_待解问题_: 找出下面记录中所有含有字符串“wavy”的行，并把这些行逐一照抄出来。

___ 所给记录 ___

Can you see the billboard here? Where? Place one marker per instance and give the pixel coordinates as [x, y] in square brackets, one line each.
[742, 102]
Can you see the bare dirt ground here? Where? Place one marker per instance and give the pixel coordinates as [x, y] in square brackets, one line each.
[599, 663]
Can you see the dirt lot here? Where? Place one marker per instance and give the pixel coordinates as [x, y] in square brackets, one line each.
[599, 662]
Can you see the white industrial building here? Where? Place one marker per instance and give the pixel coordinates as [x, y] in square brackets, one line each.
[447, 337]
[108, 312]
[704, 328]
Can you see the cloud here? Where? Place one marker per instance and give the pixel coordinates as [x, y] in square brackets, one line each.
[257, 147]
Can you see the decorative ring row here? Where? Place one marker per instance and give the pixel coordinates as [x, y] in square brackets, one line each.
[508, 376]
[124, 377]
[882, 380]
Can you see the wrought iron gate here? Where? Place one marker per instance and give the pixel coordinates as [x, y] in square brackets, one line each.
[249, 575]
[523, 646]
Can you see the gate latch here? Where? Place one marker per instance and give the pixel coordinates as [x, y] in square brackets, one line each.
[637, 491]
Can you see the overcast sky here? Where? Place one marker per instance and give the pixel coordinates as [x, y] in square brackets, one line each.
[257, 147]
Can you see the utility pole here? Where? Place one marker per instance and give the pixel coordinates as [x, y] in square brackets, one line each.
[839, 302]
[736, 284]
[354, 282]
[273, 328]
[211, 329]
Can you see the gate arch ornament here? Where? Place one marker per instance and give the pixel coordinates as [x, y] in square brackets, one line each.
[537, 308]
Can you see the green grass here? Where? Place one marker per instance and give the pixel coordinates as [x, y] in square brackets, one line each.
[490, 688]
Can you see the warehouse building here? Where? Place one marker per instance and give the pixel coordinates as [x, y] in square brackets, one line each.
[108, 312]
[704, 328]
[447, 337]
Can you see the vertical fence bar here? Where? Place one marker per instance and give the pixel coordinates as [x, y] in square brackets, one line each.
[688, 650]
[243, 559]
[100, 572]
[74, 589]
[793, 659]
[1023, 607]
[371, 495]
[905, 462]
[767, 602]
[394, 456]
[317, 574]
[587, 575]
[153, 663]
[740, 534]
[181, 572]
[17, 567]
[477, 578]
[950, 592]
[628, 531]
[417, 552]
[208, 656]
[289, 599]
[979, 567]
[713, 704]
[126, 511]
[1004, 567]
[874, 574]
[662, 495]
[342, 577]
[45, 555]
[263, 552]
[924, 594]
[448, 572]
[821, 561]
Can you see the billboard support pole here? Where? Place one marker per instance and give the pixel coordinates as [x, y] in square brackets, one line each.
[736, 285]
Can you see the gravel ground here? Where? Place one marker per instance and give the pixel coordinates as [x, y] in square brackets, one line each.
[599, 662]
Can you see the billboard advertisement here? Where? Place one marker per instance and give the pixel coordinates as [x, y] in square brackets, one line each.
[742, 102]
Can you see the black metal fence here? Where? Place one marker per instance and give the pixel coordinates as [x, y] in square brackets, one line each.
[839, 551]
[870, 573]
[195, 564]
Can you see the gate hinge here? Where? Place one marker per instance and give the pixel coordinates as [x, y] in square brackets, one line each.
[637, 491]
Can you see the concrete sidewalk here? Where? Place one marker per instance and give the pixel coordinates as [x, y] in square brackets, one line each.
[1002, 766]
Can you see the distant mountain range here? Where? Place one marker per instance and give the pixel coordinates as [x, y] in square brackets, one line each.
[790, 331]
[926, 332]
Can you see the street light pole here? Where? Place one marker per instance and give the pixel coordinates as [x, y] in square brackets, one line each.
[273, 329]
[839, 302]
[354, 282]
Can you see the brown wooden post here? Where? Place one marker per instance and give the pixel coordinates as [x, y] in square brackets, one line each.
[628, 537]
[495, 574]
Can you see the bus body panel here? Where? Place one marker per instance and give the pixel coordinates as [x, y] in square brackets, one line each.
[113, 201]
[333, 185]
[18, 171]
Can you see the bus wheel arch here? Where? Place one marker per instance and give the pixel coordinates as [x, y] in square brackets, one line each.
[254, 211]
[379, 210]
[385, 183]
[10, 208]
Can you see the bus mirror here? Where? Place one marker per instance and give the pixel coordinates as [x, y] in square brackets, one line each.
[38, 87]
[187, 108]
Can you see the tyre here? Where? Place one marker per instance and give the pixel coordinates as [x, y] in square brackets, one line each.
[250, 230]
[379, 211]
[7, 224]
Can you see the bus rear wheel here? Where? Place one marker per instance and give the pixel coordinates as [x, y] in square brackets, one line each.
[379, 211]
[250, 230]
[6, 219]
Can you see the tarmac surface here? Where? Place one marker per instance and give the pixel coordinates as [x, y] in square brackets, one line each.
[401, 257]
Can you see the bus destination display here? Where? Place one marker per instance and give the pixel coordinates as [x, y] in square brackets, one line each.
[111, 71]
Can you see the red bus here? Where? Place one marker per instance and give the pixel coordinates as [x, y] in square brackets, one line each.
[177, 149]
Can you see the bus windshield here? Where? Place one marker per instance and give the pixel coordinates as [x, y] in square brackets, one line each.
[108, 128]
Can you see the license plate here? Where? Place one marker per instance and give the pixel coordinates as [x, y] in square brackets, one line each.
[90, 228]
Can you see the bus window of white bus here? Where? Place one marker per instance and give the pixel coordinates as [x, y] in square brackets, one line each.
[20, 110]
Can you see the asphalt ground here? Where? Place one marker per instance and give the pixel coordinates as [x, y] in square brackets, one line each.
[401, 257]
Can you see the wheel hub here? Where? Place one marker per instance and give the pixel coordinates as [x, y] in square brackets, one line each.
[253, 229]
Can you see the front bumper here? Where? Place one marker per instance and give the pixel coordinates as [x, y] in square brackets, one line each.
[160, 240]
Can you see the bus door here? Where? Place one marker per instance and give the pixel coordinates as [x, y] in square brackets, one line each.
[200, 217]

___
___ 所给记录 ___

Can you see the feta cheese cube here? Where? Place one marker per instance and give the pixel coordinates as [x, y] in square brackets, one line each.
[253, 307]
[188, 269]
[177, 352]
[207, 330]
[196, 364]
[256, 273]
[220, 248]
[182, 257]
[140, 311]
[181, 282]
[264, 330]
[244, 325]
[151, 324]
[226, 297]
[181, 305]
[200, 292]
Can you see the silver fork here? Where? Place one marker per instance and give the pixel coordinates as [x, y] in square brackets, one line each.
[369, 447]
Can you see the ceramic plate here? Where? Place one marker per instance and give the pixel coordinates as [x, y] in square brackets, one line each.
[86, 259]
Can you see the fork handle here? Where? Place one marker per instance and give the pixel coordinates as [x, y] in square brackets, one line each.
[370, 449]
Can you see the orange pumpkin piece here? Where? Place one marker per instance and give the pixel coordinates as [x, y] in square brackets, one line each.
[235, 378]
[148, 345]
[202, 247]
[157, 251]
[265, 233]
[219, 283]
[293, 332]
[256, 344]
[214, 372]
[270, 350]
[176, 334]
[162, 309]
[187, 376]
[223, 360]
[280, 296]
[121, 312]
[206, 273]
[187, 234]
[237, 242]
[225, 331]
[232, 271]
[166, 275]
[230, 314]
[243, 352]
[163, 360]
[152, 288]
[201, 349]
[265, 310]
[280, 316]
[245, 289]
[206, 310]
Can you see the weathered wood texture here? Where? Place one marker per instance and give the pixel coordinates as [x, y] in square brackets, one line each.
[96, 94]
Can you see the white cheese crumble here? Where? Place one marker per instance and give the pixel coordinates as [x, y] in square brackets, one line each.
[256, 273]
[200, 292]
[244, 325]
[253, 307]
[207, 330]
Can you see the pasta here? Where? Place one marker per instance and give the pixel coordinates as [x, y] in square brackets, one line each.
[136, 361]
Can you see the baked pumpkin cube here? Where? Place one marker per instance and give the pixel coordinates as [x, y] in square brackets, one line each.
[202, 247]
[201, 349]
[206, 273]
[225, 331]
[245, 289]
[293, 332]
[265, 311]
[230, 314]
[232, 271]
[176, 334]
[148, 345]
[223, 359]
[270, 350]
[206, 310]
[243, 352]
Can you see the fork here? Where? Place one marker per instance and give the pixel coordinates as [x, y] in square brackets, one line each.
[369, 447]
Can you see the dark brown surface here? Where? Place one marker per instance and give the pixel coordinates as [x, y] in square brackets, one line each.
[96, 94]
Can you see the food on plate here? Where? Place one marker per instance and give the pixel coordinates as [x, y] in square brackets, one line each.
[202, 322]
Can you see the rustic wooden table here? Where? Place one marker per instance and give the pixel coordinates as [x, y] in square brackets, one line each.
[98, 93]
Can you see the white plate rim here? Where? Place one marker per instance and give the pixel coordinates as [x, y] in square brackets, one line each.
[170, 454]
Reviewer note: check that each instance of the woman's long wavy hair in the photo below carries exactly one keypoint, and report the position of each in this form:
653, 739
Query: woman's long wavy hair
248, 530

___

_结果_:
Reviewer note: check that each instance of the woman's long wavy hair in the photo below carries exactly one keypoint, and report the position of each in this form:
Query: woman's long wavy hair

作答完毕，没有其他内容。